__TO DO__
Your response must be an exact transcription of the lines from the one containing "Where can the door" through the final line of the data.

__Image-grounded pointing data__
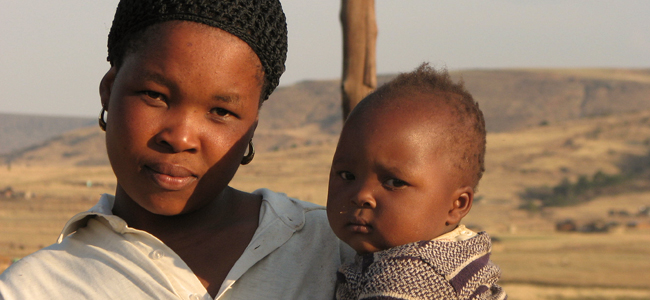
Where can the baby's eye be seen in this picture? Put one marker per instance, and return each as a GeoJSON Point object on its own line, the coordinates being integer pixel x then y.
{"type": "Point", "coordinates": [346, 175]}
{"type": "Point", "coordinates": [220, 112]}
{"type": "Point", "coordinates": [395, 183]}
{"type": "Point", "coordinates": [154, 95]}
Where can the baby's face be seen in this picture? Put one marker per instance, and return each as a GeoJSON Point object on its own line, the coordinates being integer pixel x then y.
{"type": "Point", "coordinates": [389, 184]}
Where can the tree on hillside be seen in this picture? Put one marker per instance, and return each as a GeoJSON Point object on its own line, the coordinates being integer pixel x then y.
{"type": "Point", "coordinates": [359, 52]}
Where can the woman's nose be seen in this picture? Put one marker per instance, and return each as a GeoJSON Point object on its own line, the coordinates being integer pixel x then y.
{"type": "Point", "coordinates": [178, 134]}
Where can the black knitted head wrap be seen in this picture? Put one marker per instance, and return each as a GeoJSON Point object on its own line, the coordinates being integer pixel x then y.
{"type": "Point", "coordinates": [259, 23]}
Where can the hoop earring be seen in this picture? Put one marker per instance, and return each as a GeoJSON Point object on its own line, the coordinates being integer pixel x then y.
{"type": "Point", "coordinates": [251, 153]}
{"type": "Point", "coordinates": [102, 123]}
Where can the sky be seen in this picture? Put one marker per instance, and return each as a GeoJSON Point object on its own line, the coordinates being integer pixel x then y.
{"type": "Point", "coordinates": [53, 53]}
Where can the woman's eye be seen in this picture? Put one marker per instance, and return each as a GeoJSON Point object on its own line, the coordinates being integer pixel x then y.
{"type": "Point", "coordinates": [395, 183]}
{"type": "Point", "coordinates": [346, 175]}
{"type": "Point", "coordinates": [220, 112]}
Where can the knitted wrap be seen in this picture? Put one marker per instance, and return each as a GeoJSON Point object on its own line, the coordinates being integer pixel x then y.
{"type": "Point", "coordinates": [259, 23]}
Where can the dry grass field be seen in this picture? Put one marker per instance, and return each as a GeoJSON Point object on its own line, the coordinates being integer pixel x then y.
{"type": "Point", "coordinates": [537, 262]}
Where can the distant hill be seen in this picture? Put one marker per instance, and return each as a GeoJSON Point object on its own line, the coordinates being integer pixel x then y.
{"type": "Point", "coordinates": [19, 131]}
{"type": "Point", "coordinates": [309, 112]}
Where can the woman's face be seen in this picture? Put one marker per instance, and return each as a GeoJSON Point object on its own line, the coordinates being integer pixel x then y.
{"type": "Point", "coordinates": [181, 110]}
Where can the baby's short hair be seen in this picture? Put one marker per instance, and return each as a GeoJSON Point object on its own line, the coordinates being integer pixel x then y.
{"type": "Point", "coordinates": [466, 134]}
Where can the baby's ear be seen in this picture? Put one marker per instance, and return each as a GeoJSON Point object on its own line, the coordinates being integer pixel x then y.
{"type": "Point", "coordinates": [462, 203]}
{"type": "Point", "coordinates": [106, 86]}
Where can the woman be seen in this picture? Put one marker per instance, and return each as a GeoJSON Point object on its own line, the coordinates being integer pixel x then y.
{"type": "Point", "coordinates": [187, 79]}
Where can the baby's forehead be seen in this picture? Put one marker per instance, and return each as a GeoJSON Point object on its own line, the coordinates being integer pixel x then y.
{"type": "Point", "coordinates": [418, 107]}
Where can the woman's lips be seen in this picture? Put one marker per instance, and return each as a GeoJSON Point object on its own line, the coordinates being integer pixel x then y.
{"type": "Point", "coordinates": [169, 177]}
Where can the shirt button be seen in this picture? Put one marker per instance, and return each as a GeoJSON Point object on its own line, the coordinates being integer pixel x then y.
{"type": "Point", "coordinates": [156, 254]}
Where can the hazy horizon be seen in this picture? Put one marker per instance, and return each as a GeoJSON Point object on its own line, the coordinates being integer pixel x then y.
{"type": "Point", "coordinates": [51, 63]}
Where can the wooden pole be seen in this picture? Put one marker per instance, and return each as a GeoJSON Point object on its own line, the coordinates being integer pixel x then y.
{"type": "Point", "coordinates": [359, 25]}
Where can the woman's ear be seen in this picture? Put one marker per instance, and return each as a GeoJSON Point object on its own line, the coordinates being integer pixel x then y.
{"type": "Point", "coordinates": [462, 203]}
{"type": "Point", "coordinates": [106, 86]}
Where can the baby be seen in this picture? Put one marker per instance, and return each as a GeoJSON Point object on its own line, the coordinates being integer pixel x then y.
{"type": "Point", "coordinates": [404, 174]}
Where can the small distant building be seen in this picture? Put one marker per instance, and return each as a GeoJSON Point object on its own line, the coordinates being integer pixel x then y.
{"type": "Point", "coordinates": [566, 225]}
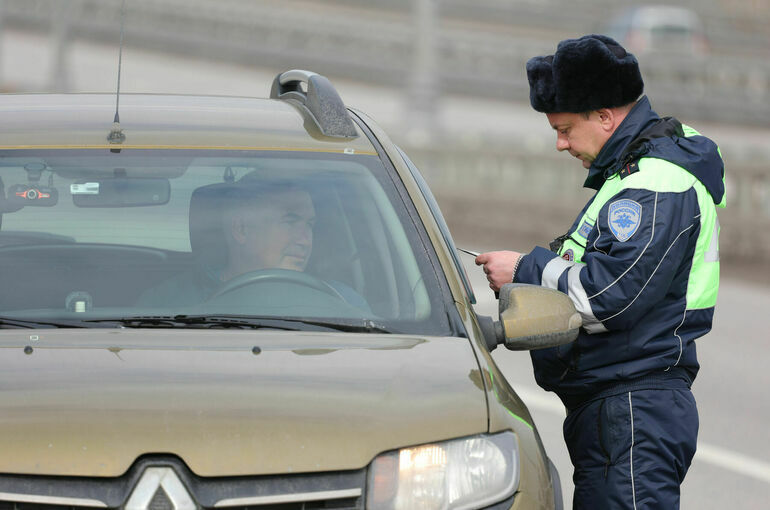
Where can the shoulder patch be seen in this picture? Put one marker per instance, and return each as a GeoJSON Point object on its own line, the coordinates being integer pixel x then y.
{"type": "Point", "coordinates": [629, 169]}
{"type": "Point", "coordinates": [624, 217]}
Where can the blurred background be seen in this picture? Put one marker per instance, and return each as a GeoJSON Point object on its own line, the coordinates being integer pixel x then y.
{"type": "Point", "coordinates": [447, 81]}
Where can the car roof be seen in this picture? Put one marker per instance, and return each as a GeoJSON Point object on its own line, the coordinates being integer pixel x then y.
{"type": "Point", "coordinates": [163, 121]}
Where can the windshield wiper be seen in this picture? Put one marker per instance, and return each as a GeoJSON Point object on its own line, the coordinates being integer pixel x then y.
{"type": "Point", "coordinates": [248, 321]}
{"type": "Point", "coordinates": [34, 324]}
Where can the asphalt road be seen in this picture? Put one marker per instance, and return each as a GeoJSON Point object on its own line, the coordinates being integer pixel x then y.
{"type": "Point", "coordinates": [731, 468]}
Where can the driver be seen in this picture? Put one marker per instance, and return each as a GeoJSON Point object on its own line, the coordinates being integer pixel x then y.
{"type": "Point", "coordinates": [268, 230]}
{"type": "Point", "coordinates": [265, 226]}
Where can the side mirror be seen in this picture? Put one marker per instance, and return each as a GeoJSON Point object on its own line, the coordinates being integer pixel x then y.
{"type": "Point", "coordinates": [532, 317]}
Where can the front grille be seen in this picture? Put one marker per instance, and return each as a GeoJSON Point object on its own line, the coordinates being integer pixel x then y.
{"type": "Point", "coordinates": [165, 483]}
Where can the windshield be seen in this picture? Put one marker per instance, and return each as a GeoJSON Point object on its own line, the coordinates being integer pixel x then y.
{"type": "Point", "coordinates": [96, 236]}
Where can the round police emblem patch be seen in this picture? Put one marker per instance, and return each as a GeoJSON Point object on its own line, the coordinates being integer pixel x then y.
{"type": "Point", "coordinates": [624, 218]}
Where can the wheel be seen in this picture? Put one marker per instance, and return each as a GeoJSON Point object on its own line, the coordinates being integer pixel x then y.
{"type": "Point", "coordinates": [272, 276]}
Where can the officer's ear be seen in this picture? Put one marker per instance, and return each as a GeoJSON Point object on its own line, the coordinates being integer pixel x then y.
{"type": "Point", "coordinates": [607, 119]}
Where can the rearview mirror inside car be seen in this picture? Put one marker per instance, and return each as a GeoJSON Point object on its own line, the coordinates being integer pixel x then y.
{"type": "Point", "coordinates": [121, 192]}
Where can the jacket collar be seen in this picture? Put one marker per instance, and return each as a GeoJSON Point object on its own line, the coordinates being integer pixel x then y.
{"type": "Point", "coordinates": [606, 163]}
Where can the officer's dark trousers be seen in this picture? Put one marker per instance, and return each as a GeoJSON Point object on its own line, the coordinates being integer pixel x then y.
{"type": "Point", "coordinates": [632, 451]}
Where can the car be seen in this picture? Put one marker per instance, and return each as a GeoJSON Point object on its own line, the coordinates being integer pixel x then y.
{"type": "Point", "coordinates": [143, 367]}
{"type": "Point", "coordinates": [659, 29]}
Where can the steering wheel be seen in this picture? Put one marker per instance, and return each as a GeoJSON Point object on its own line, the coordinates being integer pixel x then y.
{"type": "Point", "coordinates": [276, 275]}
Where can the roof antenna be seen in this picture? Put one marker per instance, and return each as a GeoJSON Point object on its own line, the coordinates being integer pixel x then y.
{"type": "Point", "coordinates": [116, 135]}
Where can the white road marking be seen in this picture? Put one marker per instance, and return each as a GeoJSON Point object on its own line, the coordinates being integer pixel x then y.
{"type": "Point", "coordinates": [707, 453]}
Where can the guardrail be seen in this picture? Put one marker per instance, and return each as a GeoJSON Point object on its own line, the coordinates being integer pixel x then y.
{"type": "Point", "coordinates": [532, 196]}
{"type": "Point", "coordinates": [378, 45]}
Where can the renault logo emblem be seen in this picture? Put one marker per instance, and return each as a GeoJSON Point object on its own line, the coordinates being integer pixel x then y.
{"type": "Point", "coordinates": [160, 488]}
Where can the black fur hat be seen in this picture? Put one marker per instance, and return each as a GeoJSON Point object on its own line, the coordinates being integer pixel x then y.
{"type": "Point", "coordinates": [584, 74]}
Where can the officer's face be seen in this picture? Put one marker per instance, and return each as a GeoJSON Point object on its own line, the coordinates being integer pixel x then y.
{"type": "Point", "coordinates": [278, 231]}
{"type": "Point", "coordinates": [582, 137]}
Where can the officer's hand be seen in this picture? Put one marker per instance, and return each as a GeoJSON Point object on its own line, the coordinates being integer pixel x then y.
{"type": "Point", "coordinates": [498, 265]}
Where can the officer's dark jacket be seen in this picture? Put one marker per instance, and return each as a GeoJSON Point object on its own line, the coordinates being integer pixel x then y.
{"type": "Point", "coordinates": [640, 263]}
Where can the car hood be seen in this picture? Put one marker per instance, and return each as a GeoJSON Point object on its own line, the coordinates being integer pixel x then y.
{"type": "Point", "coordinates": [228, 402]}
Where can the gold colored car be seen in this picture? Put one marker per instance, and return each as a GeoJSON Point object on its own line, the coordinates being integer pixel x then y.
{"type": "Point", "coordinates": [247, 304]}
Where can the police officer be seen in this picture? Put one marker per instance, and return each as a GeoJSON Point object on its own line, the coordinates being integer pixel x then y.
{"type": "Point", "coordinates": [641, 264]}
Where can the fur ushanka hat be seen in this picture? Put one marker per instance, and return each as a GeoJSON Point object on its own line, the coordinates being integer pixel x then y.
{"type": "Point", "coordinates": [584, 74]}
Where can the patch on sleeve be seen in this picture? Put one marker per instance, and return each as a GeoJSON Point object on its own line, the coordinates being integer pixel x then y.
{"type": "Point", "coordinates": [624, 218]}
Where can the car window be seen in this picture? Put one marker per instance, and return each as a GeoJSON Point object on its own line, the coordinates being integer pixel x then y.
{"type": "Point", "coordinates": [91, 233]}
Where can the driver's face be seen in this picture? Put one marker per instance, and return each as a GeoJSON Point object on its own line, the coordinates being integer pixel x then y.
{"type": "Point", "coordinates": [278, 231]}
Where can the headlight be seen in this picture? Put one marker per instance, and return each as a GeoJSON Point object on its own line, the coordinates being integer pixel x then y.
{"type": "Point", "coordinates": [464, 473]}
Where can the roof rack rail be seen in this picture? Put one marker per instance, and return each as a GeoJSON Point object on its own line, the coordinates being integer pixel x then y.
{"type": "Point", "coordinates": [321, 101]}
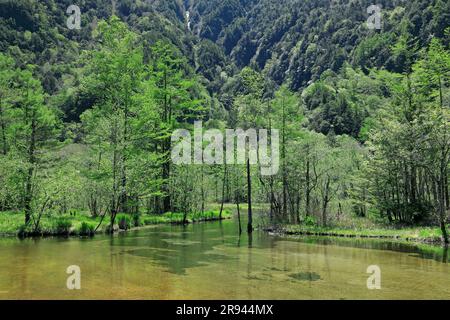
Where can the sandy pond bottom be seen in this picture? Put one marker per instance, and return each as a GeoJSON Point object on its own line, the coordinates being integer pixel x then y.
{"type": "Point", "coordinates": [210, 261]}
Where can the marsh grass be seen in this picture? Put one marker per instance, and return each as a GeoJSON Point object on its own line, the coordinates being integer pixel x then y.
{"type": "Point", "coordinates": [82, 224]}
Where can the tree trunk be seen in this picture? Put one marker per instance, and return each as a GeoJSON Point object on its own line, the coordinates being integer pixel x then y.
{"type": "Point", "coordinates": [223, 191]}
{"type": "Point", "coordinates": [249, 196]}
{"type": "Point", "coordinates": [31, 163]}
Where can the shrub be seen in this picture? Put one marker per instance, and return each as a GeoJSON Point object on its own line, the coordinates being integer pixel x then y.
{"type": "Point", "coordinates": [124, 222]}
{"type": "Point", "coordinates": [62, 226]}
{"type": "Point", "coordinates": [87, 229]}
{"type": "Point", "coordinates": [137, 220]}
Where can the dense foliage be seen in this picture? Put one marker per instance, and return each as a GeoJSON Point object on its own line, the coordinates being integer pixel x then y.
{"type": "Point", "coordinates": [86, 116]}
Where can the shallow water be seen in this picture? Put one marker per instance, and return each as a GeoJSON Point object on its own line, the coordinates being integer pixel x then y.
{"type": "Point", "coordinates": [210, 261]}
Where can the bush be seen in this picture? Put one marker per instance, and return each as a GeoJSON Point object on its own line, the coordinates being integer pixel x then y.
{"type": "Point", "coordinates": [137, 220]}
{"type": "Point", "coordinates": [124, 221]}
{"type": "Point", "coordinates": [87, 229]}
{"type": "Point", "coordinates": [310, 221]}
{"type": "Point", "coordinates": [62, 226]}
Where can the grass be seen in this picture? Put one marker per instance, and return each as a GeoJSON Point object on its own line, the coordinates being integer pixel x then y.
{"type": "Point", "coordinates": [177, 218]}
{"type": "Point", "coordinates": [82, 224]}
{"type": "Point", "coordinates": [420, 234]}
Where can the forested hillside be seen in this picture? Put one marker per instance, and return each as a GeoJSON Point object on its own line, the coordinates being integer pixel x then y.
{"type": "Point", "coordinates": [86, 116]}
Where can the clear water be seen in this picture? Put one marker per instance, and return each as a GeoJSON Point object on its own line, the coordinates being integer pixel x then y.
{"type": "Point", "coordinates": [210, 261]}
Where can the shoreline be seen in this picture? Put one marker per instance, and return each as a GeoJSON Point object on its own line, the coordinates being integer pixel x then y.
{"type": "Point", "coordinates": [146, 222]}
{"type": "Point", "coordinates": [399, 235]}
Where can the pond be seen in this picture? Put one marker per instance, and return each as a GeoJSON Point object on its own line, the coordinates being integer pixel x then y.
{"type": "Point", "coordinates": [210, 261]}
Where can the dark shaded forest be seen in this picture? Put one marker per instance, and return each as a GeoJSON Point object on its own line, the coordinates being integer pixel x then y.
{"type": "Point", "coordinates": [86, 116]}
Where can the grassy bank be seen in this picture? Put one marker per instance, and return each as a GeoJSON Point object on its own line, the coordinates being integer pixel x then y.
{"type": "Point", "coordinates": [417, 234]}
{"type": "Point", "coordinates": [82, 224]}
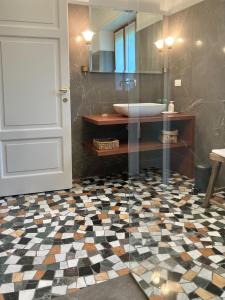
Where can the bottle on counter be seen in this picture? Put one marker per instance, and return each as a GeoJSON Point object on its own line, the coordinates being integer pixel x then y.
{"type": "Point", "coordinates": [171, 107]}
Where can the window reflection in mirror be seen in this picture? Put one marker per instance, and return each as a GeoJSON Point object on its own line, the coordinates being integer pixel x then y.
{"type": "Point", "coordinates": [124, 41]}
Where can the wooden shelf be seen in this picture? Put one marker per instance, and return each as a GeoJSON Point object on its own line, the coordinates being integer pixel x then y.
{"type": "Point", "coordinates": [116, 119]}
{"type": "Point", "coordinates": [142, 147]}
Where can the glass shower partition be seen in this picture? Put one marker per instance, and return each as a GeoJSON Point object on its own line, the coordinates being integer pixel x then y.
{"type": "Point", "coordinates": [148, 159]}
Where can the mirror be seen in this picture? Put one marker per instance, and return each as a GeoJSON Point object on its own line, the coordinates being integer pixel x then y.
{"type": "Point", "coordinates": [124, 41]}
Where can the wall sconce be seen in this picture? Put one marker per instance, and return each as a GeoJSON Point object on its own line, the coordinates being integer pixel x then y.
{"type": "Point", "coordinates": [84, 70]}
{"type": "Point", "coordinates": [88, 36]}
{"type": "Point", "coordinates": [169, 42]}
{"type": "Point", "coordinates": [159, 45]}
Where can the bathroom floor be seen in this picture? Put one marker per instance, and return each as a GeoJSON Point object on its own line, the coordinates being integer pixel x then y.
{"type": "Point", "coordinates": [53, 244]}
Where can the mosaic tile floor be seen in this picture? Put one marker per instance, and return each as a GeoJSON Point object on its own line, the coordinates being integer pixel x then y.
{"type": "Point", "coordinates": [56, 243]}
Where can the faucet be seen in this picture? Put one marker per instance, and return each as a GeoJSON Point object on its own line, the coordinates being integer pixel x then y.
{"type": "Point", "coordinates": [128, 82]}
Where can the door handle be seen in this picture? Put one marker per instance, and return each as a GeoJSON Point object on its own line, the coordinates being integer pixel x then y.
{"type": "Point", "coordinates": [128, 82]}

__ANSWER AREA__
Where can the door handle be seen in this picture? Put one marker per instance, and return each as a GeoJSON Point object on its own line, the coordinates being integer pixel x then y.
{"type": "Point", "coordinates": [128, 82]}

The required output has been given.